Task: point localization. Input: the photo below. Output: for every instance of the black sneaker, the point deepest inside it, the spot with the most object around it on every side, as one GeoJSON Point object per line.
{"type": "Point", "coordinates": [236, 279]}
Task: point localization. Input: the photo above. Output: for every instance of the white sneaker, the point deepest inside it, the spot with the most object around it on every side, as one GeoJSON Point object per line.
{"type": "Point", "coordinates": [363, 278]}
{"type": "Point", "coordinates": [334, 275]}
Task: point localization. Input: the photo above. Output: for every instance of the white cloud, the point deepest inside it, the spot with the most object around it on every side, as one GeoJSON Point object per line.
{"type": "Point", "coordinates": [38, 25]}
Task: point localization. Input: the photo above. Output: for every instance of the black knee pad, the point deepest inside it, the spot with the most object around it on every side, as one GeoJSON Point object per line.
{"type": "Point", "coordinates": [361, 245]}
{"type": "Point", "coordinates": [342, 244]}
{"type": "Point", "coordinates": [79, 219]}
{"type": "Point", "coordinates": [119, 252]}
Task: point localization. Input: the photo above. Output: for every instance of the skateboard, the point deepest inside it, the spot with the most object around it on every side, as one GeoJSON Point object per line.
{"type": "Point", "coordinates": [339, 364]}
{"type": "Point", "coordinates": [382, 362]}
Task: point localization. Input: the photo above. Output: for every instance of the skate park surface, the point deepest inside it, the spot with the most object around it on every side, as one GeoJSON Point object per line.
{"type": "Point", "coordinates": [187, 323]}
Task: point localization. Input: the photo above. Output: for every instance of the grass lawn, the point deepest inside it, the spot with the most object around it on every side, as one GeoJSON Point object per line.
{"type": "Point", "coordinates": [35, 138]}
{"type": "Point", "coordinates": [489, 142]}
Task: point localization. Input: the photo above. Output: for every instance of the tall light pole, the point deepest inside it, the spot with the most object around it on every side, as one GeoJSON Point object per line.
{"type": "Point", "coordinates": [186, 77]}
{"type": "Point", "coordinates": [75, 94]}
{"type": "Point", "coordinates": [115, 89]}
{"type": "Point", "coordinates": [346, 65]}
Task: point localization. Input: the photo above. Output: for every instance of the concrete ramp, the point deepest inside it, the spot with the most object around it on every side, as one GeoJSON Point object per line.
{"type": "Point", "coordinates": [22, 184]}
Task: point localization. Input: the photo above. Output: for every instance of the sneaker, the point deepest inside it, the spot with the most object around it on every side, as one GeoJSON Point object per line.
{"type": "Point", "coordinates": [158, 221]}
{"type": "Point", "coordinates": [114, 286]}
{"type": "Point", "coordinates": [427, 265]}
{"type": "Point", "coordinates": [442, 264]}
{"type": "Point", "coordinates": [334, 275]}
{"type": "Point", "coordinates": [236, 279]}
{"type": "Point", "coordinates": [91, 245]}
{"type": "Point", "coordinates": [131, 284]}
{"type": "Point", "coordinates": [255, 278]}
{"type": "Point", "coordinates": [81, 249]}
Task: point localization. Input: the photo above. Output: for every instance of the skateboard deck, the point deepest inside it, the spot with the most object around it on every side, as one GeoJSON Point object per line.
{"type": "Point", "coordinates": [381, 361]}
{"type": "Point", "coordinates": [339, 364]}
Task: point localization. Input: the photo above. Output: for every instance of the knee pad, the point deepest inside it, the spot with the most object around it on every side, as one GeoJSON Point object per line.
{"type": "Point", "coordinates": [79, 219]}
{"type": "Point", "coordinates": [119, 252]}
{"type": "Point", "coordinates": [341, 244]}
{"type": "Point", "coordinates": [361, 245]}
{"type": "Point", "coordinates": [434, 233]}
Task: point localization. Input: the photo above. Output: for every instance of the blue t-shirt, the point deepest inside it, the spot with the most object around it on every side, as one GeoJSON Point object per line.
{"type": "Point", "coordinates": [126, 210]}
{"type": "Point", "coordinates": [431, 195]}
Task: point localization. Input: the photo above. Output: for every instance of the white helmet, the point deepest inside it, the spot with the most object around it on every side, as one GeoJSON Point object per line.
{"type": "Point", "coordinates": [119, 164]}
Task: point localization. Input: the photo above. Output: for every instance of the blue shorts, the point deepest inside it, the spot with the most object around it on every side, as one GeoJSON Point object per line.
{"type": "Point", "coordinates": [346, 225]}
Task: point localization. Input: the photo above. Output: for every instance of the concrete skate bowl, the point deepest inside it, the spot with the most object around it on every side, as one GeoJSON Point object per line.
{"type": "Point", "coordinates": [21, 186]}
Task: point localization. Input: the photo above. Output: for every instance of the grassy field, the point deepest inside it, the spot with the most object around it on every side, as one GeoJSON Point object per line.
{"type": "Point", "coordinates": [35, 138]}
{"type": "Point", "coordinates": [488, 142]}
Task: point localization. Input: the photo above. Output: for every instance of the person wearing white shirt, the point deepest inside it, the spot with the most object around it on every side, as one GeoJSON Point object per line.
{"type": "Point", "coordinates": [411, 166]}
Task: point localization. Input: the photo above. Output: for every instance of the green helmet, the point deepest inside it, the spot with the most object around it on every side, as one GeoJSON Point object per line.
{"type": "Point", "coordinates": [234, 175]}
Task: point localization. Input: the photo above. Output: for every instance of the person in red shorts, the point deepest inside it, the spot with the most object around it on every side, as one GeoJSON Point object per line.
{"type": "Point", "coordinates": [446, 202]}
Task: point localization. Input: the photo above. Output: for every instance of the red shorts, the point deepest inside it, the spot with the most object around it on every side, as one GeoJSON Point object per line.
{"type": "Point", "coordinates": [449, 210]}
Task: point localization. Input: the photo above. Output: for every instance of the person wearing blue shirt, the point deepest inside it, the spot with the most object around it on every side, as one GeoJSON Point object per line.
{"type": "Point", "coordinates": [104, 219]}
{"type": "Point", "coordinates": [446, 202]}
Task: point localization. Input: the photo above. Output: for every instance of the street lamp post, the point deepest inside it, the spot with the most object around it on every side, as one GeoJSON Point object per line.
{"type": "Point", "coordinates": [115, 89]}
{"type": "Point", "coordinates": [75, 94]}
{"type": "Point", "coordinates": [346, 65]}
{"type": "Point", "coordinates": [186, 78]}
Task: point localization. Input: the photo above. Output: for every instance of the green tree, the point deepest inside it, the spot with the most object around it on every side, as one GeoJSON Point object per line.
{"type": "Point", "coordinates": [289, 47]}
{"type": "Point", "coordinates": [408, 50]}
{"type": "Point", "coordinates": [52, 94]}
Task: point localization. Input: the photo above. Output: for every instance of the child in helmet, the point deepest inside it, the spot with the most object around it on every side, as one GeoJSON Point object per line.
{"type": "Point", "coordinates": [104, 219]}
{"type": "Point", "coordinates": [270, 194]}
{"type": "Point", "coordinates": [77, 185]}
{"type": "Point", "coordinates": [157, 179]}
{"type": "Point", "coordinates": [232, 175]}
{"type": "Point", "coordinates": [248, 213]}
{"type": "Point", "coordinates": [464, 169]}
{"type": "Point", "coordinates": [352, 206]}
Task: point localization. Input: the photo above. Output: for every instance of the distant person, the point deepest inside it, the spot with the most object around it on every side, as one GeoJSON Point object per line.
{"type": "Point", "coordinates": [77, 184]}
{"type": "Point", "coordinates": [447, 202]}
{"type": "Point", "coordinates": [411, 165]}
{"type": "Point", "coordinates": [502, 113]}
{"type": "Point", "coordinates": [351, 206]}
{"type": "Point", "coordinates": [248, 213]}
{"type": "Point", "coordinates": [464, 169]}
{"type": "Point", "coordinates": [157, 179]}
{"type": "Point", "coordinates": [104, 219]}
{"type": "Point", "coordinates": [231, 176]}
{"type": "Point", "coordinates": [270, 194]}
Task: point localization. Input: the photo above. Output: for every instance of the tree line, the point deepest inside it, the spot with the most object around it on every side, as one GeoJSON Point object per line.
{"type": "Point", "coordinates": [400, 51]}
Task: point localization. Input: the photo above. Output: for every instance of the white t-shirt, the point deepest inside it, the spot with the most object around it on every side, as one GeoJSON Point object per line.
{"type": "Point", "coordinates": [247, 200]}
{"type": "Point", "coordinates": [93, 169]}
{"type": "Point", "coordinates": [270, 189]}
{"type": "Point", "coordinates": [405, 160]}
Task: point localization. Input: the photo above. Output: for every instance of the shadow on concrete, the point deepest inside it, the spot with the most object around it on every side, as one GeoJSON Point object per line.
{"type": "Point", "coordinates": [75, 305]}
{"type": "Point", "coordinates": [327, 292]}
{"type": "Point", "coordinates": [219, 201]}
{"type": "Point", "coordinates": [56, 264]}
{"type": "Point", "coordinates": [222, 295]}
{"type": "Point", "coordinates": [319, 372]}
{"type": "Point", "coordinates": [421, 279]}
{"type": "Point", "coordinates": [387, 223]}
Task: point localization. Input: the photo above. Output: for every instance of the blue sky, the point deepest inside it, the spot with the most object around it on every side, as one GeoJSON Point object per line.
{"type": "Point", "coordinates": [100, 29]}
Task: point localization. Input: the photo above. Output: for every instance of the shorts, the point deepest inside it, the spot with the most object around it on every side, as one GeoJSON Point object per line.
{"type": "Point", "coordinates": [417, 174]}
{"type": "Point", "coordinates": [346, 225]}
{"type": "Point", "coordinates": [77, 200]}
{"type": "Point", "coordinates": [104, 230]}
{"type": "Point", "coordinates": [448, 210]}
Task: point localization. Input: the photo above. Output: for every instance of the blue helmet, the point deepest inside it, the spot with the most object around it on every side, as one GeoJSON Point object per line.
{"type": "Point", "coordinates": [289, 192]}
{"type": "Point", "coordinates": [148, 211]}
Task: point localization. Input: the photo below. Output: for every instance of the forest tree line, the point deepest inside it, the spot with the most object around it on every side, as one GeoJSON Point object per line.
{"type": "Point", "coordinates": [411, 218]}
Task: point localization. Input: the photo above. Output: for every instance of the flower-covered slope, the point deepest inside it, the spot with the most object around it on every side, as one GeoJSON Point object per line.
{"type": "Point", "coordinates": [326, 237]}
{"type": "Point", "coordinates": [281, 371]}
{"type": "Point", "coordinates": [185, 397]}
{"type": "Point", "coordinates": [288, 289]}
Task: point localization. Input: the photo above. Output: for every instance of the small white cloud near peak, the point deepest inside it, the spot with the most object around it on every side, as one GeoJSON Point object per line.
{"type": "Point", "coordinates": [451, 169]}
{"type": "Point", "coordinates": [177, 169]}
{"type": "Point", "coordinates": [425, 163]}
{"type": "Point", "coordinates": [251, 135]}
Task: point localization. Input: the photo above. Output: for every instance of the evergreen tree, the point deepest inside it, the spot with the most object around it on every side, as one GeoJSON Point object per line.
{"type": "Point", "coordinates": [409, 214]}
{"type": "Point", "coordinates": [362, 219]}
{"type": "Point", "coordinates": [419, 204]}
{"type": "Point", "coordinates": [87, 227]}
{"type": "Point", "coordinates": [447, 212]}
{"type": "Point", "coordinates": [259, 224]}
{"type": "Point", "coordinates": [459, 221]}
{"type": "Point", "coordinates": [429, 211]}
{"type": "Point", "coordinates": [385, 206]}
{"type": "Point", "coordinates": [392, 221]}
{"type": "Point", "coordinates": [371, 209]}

········

▸ Required work:
Write out again exactly the lines that run from the one holding "of the evergreen" through the last line of the data; omit all other lines.

▸ Task solution:
Task: point localization. Input: the photo above. Output: for every instance of the evergreen tree, the point deepest inside it, the spot with the most object around it on every side, as one GeoJSON Point object per line.
{"type": "Point", "coordinates": [409, 214]}
{"type": "Point", "coordinates": [362, 219]}
{"type": "Point", "coordinates": [419, 204]}
{"type": "Point", "coordinates": [87, 227]}
{"type": "Point", "coordinates": [447, 212]}
{"type": "Point", "coordinates": [259, 224]}
{"type": "Point", "coordinates": [459, 221]}
{"type": "Point", "coordinates": [429, 211]}
{"type": "Point", "coordinates": [385, 206]}
{"type": "Point", "coordinates": [392, 221]}
{"type": "Point", "coordinates": [371, 209]}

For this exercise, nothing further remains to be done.